━━ Information provided
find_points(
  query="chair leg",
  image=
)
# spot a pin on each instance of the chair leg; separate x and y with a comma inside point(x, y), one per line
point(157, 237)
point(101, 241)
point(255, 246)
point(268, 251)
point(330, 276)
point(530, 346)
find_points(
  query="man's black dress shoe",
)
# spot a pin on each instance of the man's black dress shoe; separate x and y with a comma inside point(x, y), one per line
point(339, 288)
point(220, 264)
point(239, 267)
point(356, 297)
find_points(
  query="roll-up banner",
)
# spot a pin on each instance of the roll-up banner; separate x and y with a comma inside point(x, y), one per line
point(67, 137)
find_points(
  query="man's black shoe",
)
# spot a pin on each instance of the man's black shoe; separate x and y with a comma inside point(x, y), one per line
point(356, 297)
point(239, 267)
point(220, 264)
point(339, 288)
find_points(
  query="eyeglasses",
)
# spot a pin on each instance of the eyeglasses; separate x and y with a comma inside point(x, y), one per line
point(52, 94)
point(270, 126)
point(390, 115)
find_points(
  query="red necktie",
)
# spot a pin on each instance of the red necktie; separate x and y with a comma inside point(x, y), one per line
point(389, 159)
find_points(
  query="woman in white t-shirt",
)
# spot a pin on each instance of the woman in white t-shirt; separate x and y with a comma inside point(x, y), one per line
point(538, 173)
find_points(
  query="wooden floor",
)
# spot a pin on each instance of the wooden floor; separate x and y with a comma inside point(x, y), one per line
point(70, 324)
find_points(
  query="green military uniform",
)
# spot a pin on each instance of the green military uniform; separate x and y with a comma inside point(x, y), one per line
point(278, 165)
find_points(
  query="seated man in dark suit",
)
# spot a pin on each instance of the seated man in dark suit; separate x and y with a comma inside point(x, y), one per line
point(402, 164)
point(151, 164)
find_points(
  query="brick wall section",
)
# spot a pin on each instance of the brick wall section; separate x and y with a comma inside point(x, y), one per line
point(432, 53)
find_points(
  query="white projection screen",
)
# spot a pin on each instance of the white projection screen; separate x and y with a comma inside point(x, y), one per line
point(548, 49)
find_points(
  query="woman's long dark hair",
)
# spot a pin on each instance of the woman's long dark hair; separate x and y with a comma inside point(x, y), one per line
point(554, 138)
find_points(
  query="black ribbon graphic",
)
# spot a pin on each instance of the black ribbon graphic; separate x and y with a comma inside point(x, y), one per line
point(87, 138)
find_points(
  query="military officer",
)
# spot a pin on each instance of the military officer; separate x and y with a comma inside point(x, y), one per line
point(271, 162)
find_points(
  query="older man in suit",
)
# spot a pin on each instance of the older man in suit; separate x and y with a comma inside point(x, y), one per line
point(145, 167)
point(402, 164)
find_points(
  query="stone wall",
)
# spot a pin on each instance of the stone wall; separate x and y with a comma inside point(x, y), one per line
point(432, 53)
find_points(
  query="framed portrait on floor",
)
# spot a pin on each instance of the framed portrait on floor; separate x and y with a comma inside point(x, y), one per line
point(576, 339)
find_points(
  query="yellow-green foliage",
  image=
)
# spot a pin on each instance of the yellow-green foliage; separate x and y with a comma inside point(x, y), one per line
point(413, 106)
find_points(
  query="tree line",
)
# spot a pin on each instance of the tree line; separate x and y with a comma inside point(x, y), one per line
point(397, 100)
━━━━
Task -
Rewrite only the lines from the start of the items through the line with "point(530, 346)", requests included, shifting every coordinate in the point answers by adding 22.

The answer -
find_points(
  query="chair leg",
  image=
)
# spot a pin on each instance of the chair leg; separate x and y with a comma inside point(x, y), one per line
point(179, 259)
point(123, 263)
point(277, 268)
point(290, 273)
point(352, 298)
point(552, 368)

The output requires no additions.